BRIEF: Pictures are to be dropped, and only the lines from the one containing "positive clicks: (703, 372)" through the end of the data below are to be reproduced as written.

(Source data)

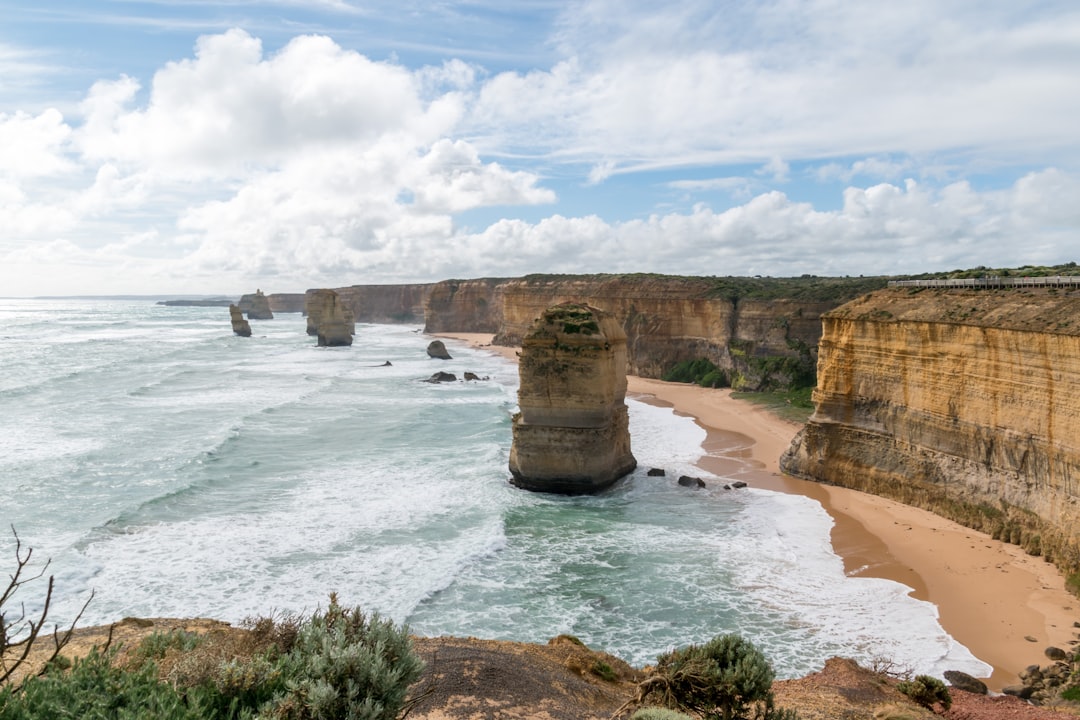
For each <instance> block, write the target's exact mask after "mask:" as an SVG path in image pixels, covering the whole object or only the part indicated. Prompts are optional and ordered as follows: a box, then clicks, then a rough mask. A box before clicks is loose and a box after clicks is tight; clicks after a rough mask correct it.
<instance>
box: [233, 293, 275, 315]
mask: <svg viewBox="0 0 1080 720" xmlns="http://www.w3.org/2000/svg"><path fill="white" fill-rule="evenodd" d="M240 309H241V311H243V312H245V313H247V320H273V312H272V311H271V310H270V298H268V297H267V296H265V295H264V294H262V290H259V289H257V290H255V294H254V295H243V296H241V298H240Z"/></svg>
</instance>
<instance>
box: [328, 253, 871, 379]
mask: <svg viewBox="0 0 1080 720" xmlns="http://www.w3.org/2000/svg"><path fill="white" fill-rule="evenodd" d="M885 284H886V281H885V279H862V277H858V279H854V277H853V279H846V277H843V279H841V277H814V276H804V277H786V279H774V277H683V276H673V275H654V274H623V275H529V276H526V277H521V279H511V280H507V279H497V277H486V279H475V280H447V281H443V282H438V283H432V284H411V285H408V284H406V285H353V286H350V287H341V288H336V290H335V291H336V293H337V294H338V297H339V298H340V300H341V302H342V303H343V304H345V305H346V307H347V308H348V309H350V310H351V311H352V313H353V317H354V318H355V321H356V322H359V323H413V322H419V321H420V320H421V318H422V320H423V323H424V331H427V332H490V334H494V335H495V340H494V342H495V343H496V344H501V345H518V344H521V342H522V339H523V338H524V337H525V334H526V332H528V329H529V326H530V325H531V323H532V321H534V320H535V318H537V317H538V316H539V315H540V314H541V313H542V312H543V311H544V310H545V309H548V308H550V307H552V305H555V304H559V303H562V302H580V303H584V304H588V305H591V307H594V308H597V309H599V310H603V311H605V312H607V313H610V314H611V315H612V316H613V317H615V318H616V321H617V322H618V323H619V324H620V325H621V326H622V328H623V331H624V332H625V335H626V357H627V367H626V369H627V372H631V373H633V375H637V376H642V377H645V378H660V377H662V376H663V375H664V373H665V372H667V371H669V370H671V369H672V368H673V367H674V366H675V365H676V364H678V363H681V362H687V361H697V359H702V358H704V359H708V361H710V362H712V363H713V364H715V365H716V366H717V367H719V368H721V369H723V370H724V372H725V373H726V377H727V378H728V379H729V381H730V384H731V385H732V386H734V388H737V389H742V390H758V389H762V388H766V386H770V385H779V386H788V385H791V384H792V381H793V376H794V375H795V373H796V372H798V371H799V369H800V368H801V369H806V370H812V367H813V363H814V358H815V355H814V353H815V348H816V344H818V339H819V338H820V337H821V322H820V316H821V314H822V313H823V312H827V311H828V310H832V309H834V308H836V307H838V305H840V304H841V303H843V302H846V301H848V300H850V299H852V298H854V297H858V296H859V295H860V294H863V293H866V291H867V290H869V289H877V288H880V287H883V286H885ZM314 291H315V290H308V295H309V296H310V295H311V294H312V293H314ZM309 304H310V303H309ZM779 361H791V362H788V363H786V364H785V362H779Z"/></svg>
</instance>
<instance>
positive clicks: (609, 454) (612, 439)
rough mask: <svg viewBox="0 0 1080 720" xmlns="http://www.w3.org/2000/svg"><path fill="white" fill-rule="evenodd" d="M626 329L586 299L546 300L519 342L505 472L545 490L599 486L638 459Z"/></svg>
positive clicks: (520, 479)
mask: <svg viewBox="0 0 1080 720" xmlns="http://www.w3.org/2000/svg"><path fill="white" fill-rule="evenodd" d="M625 341H626V336H625V335H624V334H623V331H622V328H621V327H620V326H619V324H618V323H617V322H616V321H615V320H613V318H612V317H611V316H610V315H608V314H607V313H604V312H603V311H599V310H597V309H595V308H590V307H588V305H583V304H577V303H566V304H561V305H555V307H553V308H549V309H546V310H545V311H543V312H542V313H540V315H539V317H538V318H537V320H536V322H535V323H534V324H532V326H531V328H530V330H529V332H528V334H527V335H526V336H525V338H524V339H523V343H522V353H521V362H519V363H518V373H519V376H521V385H519V388H518V391H517V404H518V406H519V408H521V411H519V412H518V413H517V415H515V416H514V424H513V443H512V445H511V448H510V472H511V474H512V475H513V480H512V481H513V484H514V485H517V486H518V487H522V488H525V489H528V490H537V491H542V492H559V493H566V494H580V493H588V492H597V491H599V490H603V489H605V488H607V487H609V486H610V485H612V484H613V483H615V481H616V480H618V479H619V478H620V477H622V476H623V475H625V474H626V473H630V472H631V471H633V470H634V468H635V467H636V466H637V461H636V460H635V459H634V456H633V454H632V453H631V449H630V420H629V415H627V411H626V404H625V402H624V400H625V396H626V370H625V368H626V342H625Z"/></svg>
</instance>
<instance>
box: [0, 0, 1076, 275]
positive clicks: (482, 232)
mask: <svg viewBox="0 0 1080 720" xmlns="http://www.w3.org/2000/svg"><path fill="white" fill-rule="evenodd" d="M1044 10H1045V12H1043V11H1044ZM552 46H555V47H559V49H562V51H563V53H564V55H563V56H562V58H561V59H559V60H557V62H554V63H550V64H548V65H545V66H543V67H519V68H518V69H515V70H510V71H504V72H499V73H495V74H489V73H488V72H487V71H486V70H485V69H484V68H482V67H480V66H477V65H473V64H469V63H464V62H462V60H460V59H447V60H446V62H443V63H441V64H436V65H433V66H431V67H422V68H408V67H405V66H404V65H402V64H400V63H399V62H396V60H394V62H376V60H374V59H372V58H370V57H368V56H365V55H364V54H362V53H361V52H357V51H355V50H350V49H347V47H343V46H341V45H340V44H338V42H336V41H335V40H332V39H330V38H327V37H324V36H301V37H297V38H294V39H293V40H291V41H288V42H285V43H284V44H283V45H281V46H280V47H279V49H275V50H273V51H272V52H267V51H265V49H264V46H262V42H261V41H260V40H259V39H257V38H255V37H253V36H252V35H249V33H247V32H245V31H242V30H230V31H228V32H224V33H219V35H213V36H205V37H203V38H201V39H199V41H198V43H197V44H195V47H194V52H193V53H192V55H191V56H190V57H187V58H181V59H177V60H175V62H171V63H167V64H164V65H162V66H160V67H159V68H158V70H157V72H156V73H153V74H152V76H149V74H148V76H141V77H139V78H138V79H136V78H134V77H126V76H119V77H114V78H112V79H108V80H100V81H98V82H96V83H95V84H93V85H92V86H91V87H90V90H89V92H86V94H85V97H84V99H83V101H82V104H81V105H80V106H79V112H78V113H72V114H71V116H70V117H68V118H65V117H64V116H62V113H60V112H59V111H58V110H55V109H48V110H41V111H33V112H29V111H25V110H23V111H18V110H14V111H8V112H6V114H2V113H0V147H2V148H4V150H3V151H2V152H0V227H3V233H2V236H0V288H11V287H15V286H16V284H18V283H23V285H25V286H27V287H32V282H33V281H27V280H25V277H27V276H29V275H31V274H32V273H27V271H26V270H25V268H27V267H29V266H28V264H27V263H30V262H42V263H44V264H43V266H42V267H46V266H48V267H49V268H51V269H54V270H56V273H55V276H56V277H57V279H62V277H69V276H70V277H75V276H76V275H77V272H76V270H75V269H77V268H79V267H92V268H95V269H96V270H95V271H96V272H97V273H99V274H98V276H99V277H104V276H106V275H107V276H108V277H110V279H117V277H123V276H124V275H123V272H124V271H127V275H126V276H127V280H129V282H132V283H135V282H138V283H145V284H147V286H148V287H149V289H162V288H164V287H165V286H166V285H168V286H170V289H175V290H185V291H201V290H205V291H219V290H221V289H225V288H226V287H238V285H235V284H234V283H241V285H239V287H246V286H248V285H254V284H255V283H256V282H258V277H260V276H261V277H267V279H273V280H272V282H271V281H267V282H261V283H259V284H260V285H262V286H268V287H272V288H273V289H281V290H295V289H302V288H303V287H308V286H314V285H345V284H352V283H360V282H391V281H393V282H410V281H429V280H438V279H442V277H446V276H478V275H494V274H500V275H507V274H523V273H528V272H537V271H553V272H585V271H596V272H609V271H620V270H627V271H632V270H650V271H658V272H671V273H688V274H701V273H705V274H712V273H715V274H744V273H751V272H762V273H765V274H801V273H804V272H811V273H815V274H829V273H840V274H845V273H847V274H868V273H876V272H903V271H921V270H927V269H934V268H941V267H966V266H972V264H991V263H993V264H1009V263H1011V262H1015V263H1016V264H1022V263H1025V262H1032V261H1055V260H1064V259H1070V258H1064V257H1062V254H1063V253H1066V252H1068V249H1069V248H1071V247H1074V246H1075V242H1076V237H1075V235H1076V231H1077V229H1078V228H1080V217H1078V212H1077V209H1076V207H1077V204H1076V202H1075V199H1076V198H1077V196H1080V187H1078V179H1077V178H1078V173H1080V144H1078V142H1077V133H1076V130H1075V124H1076V123H1075V118H1077V117H1080V13H1078V12H1077V11H1072V10H1071V9H1070V5H1068V4H1063V5H1056V6H1055V5H1054V4H1053V3H1050V4H1048V5H1040V6H1039V8H1034V9H1028V10H1027V11H1026V12H1023V13H1020V12H1016V11H1014V10H1012V5H1011V4H1010V3H1004V2H1000V3H994V2H991V3H987V4H986V5H985V6H982V5H981V6H978V8H975V6H973V5H970V6H969V5H954V4H943V3H939V2H934V1H931V0H910V1H909V2H905V3H903V4H901V5H879V4H875V5H865V6H864V5H861V4H858V3H854V4H852V3H836V2H835V1H834V0H806V2H789V1H788V0H771V1H769V0H766V1H762V2H748V1H747V2H737V3H731V4H729V5H725V8H724V10H723V11H718V10H717V6H716V4H715V3H714V2H708V1H707V0H676V1H675V2H672V3H661V4H657V3H648V2H645V1H644V0H585V1H583V2H576V3H573V4H572V6H569V5H568V6H567V9H566V12H565V13H564V15H563V16H562V19H561V24H559V26H558V31H557V35H556V36H555V37H554V38H553V39H552ZM2 51H3V49H2V47H0V70H2V68H3V67H4V66H3V63H4V59H3V52H2ZM0 76H2V73H0ZM0 81H2V80H0ZM496 159H497V160H498V162H494V160H496ZM1050 164H1054V165H1055V166H1056V167H1059V168H1061V169H1041V171H1038V172H1032V173H1030V174H1028V175H1025V176H1023V177H1018V178H1017V177H1016V175H1015V173H1016V171H1015V169H1013V171H1011V172H1012V173H1013V175H1011V176H1009V175H1002V176H1000V177H995V178H993V179H991V180H989V181H987V179H986V176H984V177H981V178H980V177H975V176H974V175H972V176H971V177H972V179H971V180H970V181H967V180H964V179H963V178H964V177H966V173H970V171H971V169H972V168H975V169H976V171H978V172H982V173H985V174H986V175H989V174H990V173H991V172H993V171H996V169H997V168H1007V169H1008V168H1010V167H1013V168H1015V167H1024V168H1025V169H1026V168H1031V167H1043V168H1044V167H1047V166H1048V165H1050ZM793 167H794V168H795V169H794V171H793ZM672 168H686V169H687V173H686V176H694V177H698V178H701V177H703V176H704V179H674V180H673V179H671V178H672V176H673V175H675V174H674V173H667V174H666V175H661V174H660V173H657V174H656V175H653V176H652V177H649V178H645V179H646V180H648V182H649V187H650V188H658V187H659V188H661V192H662V193H664V194H663V195H662V196H661V198H660V199H659V200H658V198H649V196H648V191H647V190H643V188H642V187H640V186H637V187H635V186H634V185H633V184H634V182H635V181H638V180H639V178H635V177H633V176H634V174H636V173H644V172H650V171H671V169H672ZM690 171H692V172H690ZM808 177H816V178H818V179H821V180H828V181H831V182H835V181H840V182H843V184H846V185H847V186H849V187H848V188H847V190H846V191H845V192H843V194H842V198H837V201H839V202H840V203H842V204H840V206H839V207H838V208H836V209H827V210H823V209H818V208H816V207H815V206H814V205H811V204H809V203H801V202H795V201H793V200H792V198H804V196H811V195H812V194H813V193H812V192H805V193H804V192H802V189H800V188H797V187H796V188H789V187H785V188H784V189H785V190H786V191H787V192H786V193H783V192H777V191H775V190H774V188H775V187H777V186H778V185H779V184H796V182H798V181H799V180H805V179H807V178H808ZM1001 177H1004V178H1008V179H1004V180H1002V179H1000V178H1001ZM615 178H617V179H618V181H616V180H615ZM905 178H915V179H914V180H906V179H905ZM555 182H558V184H561V185H558V186H557V187H559V188H561V194H562V195H563V198H558V196H556V195H555V193H554V191H553V190H552V189H551V187H556V186H555V185H554V184H555ZM985 185H991V186H994V187H999V188H1005V189H1002V190H982V189H980V187H981V186H985ZM548 186H551V187H548ZM562 188H568V189H569V190H564V189H562ZM622 190H626V191H627V198H632V200H626V201H625V203H624V204H623V205H622V206H620V207H619V208H618V209H612V207H613V206H615V202H611V204H609V205H606V206H603V207H600V206H597V207H595V208H594V207H593V206H592V205H588V204H586V203H588V202H589V199H592V198H598V199H600V202H604V201H610V199H611V198H612V196H616V195H617V194H618V193H619V192H622ZM673 190H675V191H678V192H677V193H673V192H672V191H673ZM819 190H820V189H819ZM710 191H725V192H727V193H728V194H729V196H730V198H732V199H734V201H735V202H738V203H739V204H738V205H737V206H734V207H730V208H729V209H726V210H719V209H714V208H713V207H711V206H708V205H701V204H699V205H697V206H694V207H693V208H692V209H691V210H689V212H685V213H670V212H664V213H656V214H654V215H652V216H650V217H646V218H645V219H636V220H626V219H625V218H629V217H638V218H640V217H642V216H643V214H645V213H648V212H649V210H650V208H651V209H653V210H654V209H656V208H657V207H659V205H658V204H657V203H658V202H659V201H660V200H670V199H671V196H672V195H674V194H681V195H683V196H681V198H680V199H679V202H681V203H686V204H687V205H688V204H689V203H691V202H693V201H694V200H700V199H701V195H694V193H699V192H710ZM575 193H580V195H579V196H575V198H572V200H573V201H577V202H576V205H575V206H576V207H582V206H584V207H586V209H584V210H581V212H580V213H579V214H580V215H582V217H567V216H568V215H570V214H571V213H569V212H567V210H566V205H562V204H559V203H561V202H562V201H565V200H566V195H570V194H575ZM605 193H607V194H605ZM819 196H820V195H819ZM620 200H621V198H620ZM825 202H826V203H828V200H827V199H826V200H825ZM544 204H552V207H551V209H550V213H551V217H548V218H542V214H541V213H539V212H537V210H532V212H530V213H529V214H528V216H529V217H530V218H532V219H531V220H530V221H525V220H523V219H519V217H521V216H522V215H523V214H522V213H521V212H519V210H518V209H517V208H515V206H522V205H532V206H537V205H544ZM725 204H726V203H725ZM826 206H827V207H832V206H833V205H832V204H826V205H822V207H826ZM491 207H505V208H510V209H507V210H504V212H505V216H504V219H501V220H498V219H492V220H488V222H489V225H488V227H486V228H485V227H483V226H482V229H481V230H480V231H477V232H469V231H464V230H462V229H461V228H460V227H459V226H458V225H457V218H458V216H459V215H460V214H462V213H465V212H470V210H478V209H483V208H491ZM541 209H542V208H541ZM593 213H595V214H593ZM515 216H517V217H515ZM476 217H489V218H490V217H496V216H495V215H494V213H484V214H473V215H471V216H469V222H470V223H471V225H475V223H476V219H475V218H476ZM537 218H542V219H537ZM1017 239H1022V241H1020V240H1017ZM156 257H157V258H160V259H159V260H154V258H156ZM5 263H6V264H5ZM13 268H15V269H13ZM60 268H67V269H68V270H63V271H62V270H59V269H60ZM106 268H107V269H108V270H105V269H106ZM69 271H70V272H69ZM50 272H52V271H50ZM38 275H39V276H40V275H41V273H38ZM57 282H59V281H57ZM170 284H171V285H170ZM8 291H15V290H11V289H8ZM31 291H36V290H31Z"/></svg>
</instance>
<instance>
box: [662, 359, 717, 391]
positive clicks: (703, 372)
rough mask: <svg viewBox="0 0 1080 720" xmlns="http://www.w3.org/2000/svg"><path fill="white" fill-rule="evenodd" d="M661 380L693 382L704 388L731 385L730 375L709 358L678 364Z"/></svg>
mask: <svg viewBox="0 0 1080 720" xmlns="http://www.w3.org/2000/svg"><path fill="white" fill-rule="evenodd" d="M660 379H661V380H665V381H667V382H692V383H694V384H698V385H701V386H702V388H727V386H728V385H729V384H730V380H729V379H728V373H727V372H725V371H724V370H721V369H720V368H719V367H718V366H717V365H716V364H715V363H713V362H712V361H711V359H708V358H707V357H701V358H698V359H696V361H683V362H680V363H676V364H675V365H674V366H673V367H672V368H671V369H670V370H667V371H666V372H664V373H663V375H662V376H661V377H660Z"/></svg>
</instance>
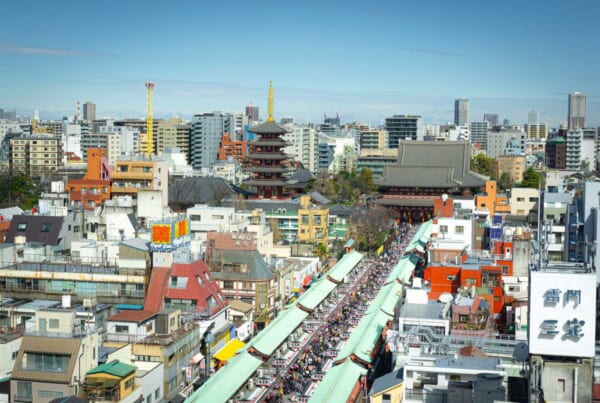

SOLUTION FOR THIS EXERCISE:
positive clicks: (703, 372)
rough mask: <svg viewBox="0 0 1080 720" xmlns="http://www.w3.org/2000/svg"><path fill="white" fill-rule="evenodd" d="M661 380L693 382L704 388L731 385L730 375L709 358L678 364Z"/></svg>
mask: <svg viewBox="0 0 1080 720" xmlns="http://www.w3.org/2000/svg"><path fill="white" fill-rule="evenodd" d="M660 379H661V380H665V381H667V382H692V383H694V384H698V385H701V386H702V388H727V386H728V385H729V384H730V380H729V379H728V373H727V372H725V371H724V370H721V369H720V368H719V367H718V366H717V365H716V364H715V363H713V362H712V361H711V359H708V358H707V357H701V358H698V359H696V361H683V362H680V363H676V364H675V365H674V366H673V367H672V368H671V369H670V370H667V371H666V372H664V373H663V375H662V376H661V377H660Z"/></svg>
</instance>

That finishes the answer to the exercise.